-- 必須タスク --
以下の資料全体を、一行を一つの文字列とするJSONリストに変換してください。空行は含めません。

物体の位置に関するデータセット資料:
__________________________________________________
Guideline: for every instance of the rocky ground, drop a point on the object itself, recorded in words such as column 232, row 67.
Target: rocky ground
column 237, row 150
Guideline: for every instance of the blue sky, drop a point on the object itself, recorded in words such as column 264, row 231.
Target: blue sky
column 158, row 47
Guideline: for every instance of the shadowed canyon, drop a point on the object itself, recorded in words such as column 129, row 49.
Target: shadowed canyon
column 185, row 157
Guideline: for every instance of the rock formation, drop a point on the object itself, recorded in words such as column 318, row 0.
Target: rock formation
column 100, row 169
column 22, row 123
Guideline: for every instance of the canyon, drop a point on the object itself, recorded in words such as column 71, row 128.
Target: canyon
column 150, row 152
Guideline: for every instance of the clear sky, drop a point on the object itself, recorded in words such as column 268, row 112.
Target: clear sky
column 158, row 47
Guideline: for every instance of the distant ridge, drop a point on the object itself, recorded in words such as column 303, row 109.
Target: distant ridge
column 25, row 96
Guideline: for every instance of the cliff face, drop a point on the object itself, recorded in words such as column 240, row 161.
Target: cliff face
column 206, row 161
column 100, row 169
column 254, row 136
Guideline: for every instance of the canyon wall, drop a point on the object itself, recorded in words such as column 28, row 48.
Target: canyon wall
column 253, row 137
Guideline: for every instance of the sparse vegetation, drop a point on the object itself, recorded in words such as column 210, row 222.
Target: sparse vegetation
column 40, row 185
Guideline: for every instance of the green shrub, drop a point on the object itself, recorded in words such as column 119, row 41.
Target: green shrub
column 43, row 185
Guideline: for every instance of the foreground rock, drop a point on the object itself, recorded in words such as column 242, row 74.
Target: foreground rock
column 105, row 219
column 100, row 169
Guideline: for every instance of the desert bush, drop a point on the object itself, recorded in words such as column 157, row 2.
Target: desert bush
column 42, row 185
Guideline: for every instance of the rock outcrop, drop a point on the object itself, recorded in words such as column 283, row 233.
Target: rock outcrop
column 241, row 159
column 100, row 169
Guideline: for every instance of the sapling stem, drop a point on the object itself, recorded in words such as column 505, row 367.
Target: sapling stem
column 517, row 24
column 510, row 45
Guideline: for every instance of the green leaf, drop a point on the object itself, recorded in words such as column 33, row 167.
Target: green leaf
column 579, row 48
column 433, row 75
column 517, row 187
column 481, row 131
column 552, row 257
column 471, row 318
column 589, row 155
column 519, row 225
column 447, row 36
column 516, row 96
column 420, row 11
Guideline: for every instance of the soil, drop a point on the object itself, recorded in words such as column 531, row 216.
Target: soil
__________________________________________________
-- 記述回答 --
[
  "Guideline: for every instance of the rocky ground, drop a point on the object itself, recorded in words such as column 232, row 67.",
  "Target: rocky ground",
  "column 237, row 150",
  "Guideline: for every instance of the blue sky, drop a point on the object itself, recorded in words such as column 264, row 231.",
  "Target: blue sky",
  "column 158, row 47",
  "Guideline: for every instance of the shadowed canyon, drop a point on the object itself, recorded in words such as column 129, row 49.",
  "Target: shadowed canyon",
  "column 185, row 157",
  "Guideline: for every instance of the rock formation, drop a point on the object itself, recorded in words such as column 318, row 0.",
  "Target: rock formation",
  "column 100, row 169",
  "column 22, row 123",
  "Guideline: for every instance of the canyon, drop a point on the object itself, recorded in words such as column 71, row 128.",
  "Target: canyon",
  "column 150, row 152",
  "Guideline: for every instance of the clear sky, drop a point on the object itself, recorded in words such as column 268, row 112.",
  "Target: clear sky",
  "column 158, row 47",
  "Guideline: for every instance of the distant ridge, drop a point on the object itself, recorded in words such as column 303, row 109.",
  "Target: distant ridge",
  "column 25, row 96",
  "Guideline: for every instance of the cliff face, drop a point on the object itself, recorded in words such as column 240, row 161.",
  "Target: cliff face",
  "column 206, row 161",
  "column 100, row 169",
  "column 254, row 136",
  "Guideline: for every instance of the canyon wall, drop a point on the object itself, recorded in words such as column 28, row 48.",
  "Target: canyon wall",
  "column 253, row 137",
  "Guideline: for every instance of the sparse vegetation, drop a point on the object itself, recorded in words such as column 210, row 222.",
  "Target: sparse vegetation",
  "column 40, row 185",
  "Guideline: for every instance of the green shrub, drop a point on the object itself, recorded in words such as column 119, row 41.",
  "Target: green shrub",
  "column 43, row 185",
  "Guideline: for every instance of the foreground rock, drop a point on the object itself, recorded in words such as column 242, row 74.",
  "Target: foreground rock",
  "column 105, row 219",
  "column 100, row 169",
  "Guideline: for every instance of the desert bush, drop a point on the object itself, recorded in words such as column 157, row 2.",
  "Target: desert bush",
  "column 42, row 185",
  "Guideline: for every instance of the rock outcrop, drop a point on the object itself, recorded in words such as column 283, row 233.",
  "Target: rock outcrop",
  "column 241, row 159",
  "column 100, row 169",
  "Guideline: for every instance of the sapling stem, drop a point on the object itself, recorded in words such as column 505, row 367.",
  "Target: sapling stem",
  "column 517, row 24",
  "column 510, row 45",
  "Guideline: for every instance of the green leaf, drop a point on the object itself, recorded in words such as column 33, row 167.",
  "Target: green leaf",
  "column 579, row 48",
  "column 433, row 75",
  "column 517, row 187",
  "column 481, row 131",
  "column 552, row 257",
  "column 471, row 318",
  "column 589, row 155",
  "column 519, row 225",
  "column 447, row 36",
  "column 516, row 96",
  "column 420, row 11",
  "Guideline: for every instance of the soil, drop a point on the object itself, recorded in words such as column 531, row 216.",
  "Target: soil"
]